* EXTRACT PROVIDED:

________________

Enter Number 1, the thumb sucker.  Number 1 was orally fixated from the moment he was conceived.  Really, he was!  We have ultrasound pictures of him sucking his thumb in utero.

As a newborn, he was completely content when he was sucking his thumb.  Every night I would swaddle him tightly so that his thumb was still in his mouth and lay him down to sleep.  About 10 minutes after laying him down, his body would jerk, his thumb would fall out of his mouth and the god-awful crying would begin.  This became a scenario that repeated itself time after time throughout the night.  The child could not sleep more than 10 minutes at a time when he was on his back in his crib. This went on, night after night after night.

Six-weeks into this night-time torture that had become our lives, we went to visit my in-laws.  I was in full sleep-deprivation hysteria, but for some unfathomable reason that I can’t remember now, I wanted my in-laws to believe that everything was perfect.  When it was time to put him to bed, I was up in the room in tears putting him down to sleep and picking him up every 10 minutes when his damn thumb would pop out of his mouth and he would start to cry.  Out of pure desperation and irrational reasoning that he had already rolled over once, I placed him on his stomach so that his thumb would be wedged in his mouth forever.  And it worked.  He slept all night – 9 hours.  Of course, I didn’t sleep.  I woke up nearly every hour to check and make sure he was still breathing and then I had trouble falling asleep again because I knew I was the worst mother on earth.

________________

* REQUESTS:
a: Answer these questions about the thumb-sucker story:
(i) What do the ultrasound pictures show?
(ii) About how long after being laid down in his crib would his thumb fall out of his mouth?
(iii) How long did he sleep the night he was placed on his stomach?
b: Reproduce the thumb-sucker story word for word, everything from "Enter Number 1, the" down to "night after night.".
The data that comes next is from a separate source.

________________

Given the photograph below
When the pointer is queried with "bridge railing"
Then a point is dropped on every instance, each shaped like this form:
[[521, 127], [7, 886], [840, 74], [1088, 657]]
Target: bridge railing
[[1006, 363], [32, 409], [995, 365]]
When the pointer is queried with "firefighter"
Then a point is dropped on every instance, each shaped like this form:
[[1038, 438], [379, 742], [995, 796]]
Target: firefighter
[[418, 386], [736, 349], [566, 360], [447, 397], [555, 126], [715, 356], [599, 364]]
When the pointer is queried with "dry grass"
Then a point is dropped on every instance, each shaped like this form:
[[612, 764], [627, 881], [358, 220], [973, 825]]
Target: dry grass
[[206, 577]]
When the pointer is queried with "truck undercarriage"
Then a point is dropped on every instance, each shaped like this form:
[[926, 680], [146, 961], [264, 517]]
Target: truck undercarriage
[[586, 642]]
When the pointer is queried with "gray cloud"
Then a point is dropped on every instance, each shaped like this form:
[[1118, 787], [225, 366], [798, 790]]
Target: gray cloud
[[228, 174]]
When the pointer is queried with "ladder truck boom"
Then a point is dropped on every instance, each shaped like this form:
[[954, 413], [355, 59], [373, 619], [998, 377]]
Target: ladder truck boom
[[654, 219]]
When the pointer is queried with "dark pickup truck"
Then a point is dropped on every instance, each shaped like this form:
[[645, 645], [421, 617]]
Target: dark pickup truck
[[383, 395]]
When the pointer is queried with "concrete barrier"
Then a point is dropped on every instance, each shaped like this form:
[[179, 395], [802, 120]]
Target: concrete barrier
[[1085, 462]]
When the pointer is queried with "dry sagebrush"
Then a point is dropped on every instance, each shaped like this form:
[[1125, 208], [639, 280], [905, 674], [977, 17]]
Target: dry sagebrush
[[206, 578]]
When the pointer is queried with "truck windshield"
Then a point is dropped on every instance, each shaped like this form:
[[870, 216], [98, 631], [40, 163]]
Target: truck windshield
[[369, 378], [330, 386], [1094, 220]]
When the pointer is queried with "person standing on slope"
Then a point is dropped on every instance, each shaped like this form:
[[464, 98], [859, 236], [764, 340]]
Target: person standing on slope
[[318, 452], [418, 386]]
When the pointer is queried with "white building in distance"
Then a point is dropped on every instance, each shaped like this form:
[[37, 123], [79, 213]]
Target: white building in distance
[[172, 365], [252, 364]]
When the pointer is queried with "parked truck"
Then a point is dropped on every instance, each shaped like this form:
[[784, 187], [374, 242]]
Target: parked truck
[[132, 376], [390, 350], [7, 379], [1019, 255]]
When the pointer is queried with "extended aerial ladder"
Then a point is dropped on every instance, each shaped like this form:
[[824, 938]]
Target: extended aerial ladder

________________

* ANSWERS IN ORDER:
a:
(i) Him sucking his thumb in utero.
(ii) About 10 minutes.
(iii) All night, 9 hours.

b:
Enter Number 1, the thumb sucker.  Number 1 was orally fixated from the moment he was conceived.  Really, he was!  We have ultrasound pictures of him sucking his thumb in utero.

As a newborn, he was completely content when he was sucking his thumb.  Every night I would swaddle him tightly so that his thumb was still in his mouth and lay him down to sleep.  About 10 minutes after laying him down, his body would jerk, his thumb would fall out of his mouth and the god-awful crying would begin.  This became a scenario that repeated itself time after time throughout the night.  The child could not sleep more than 10 minutes at a time when he was on his back in his crib. This went on, night after night after night.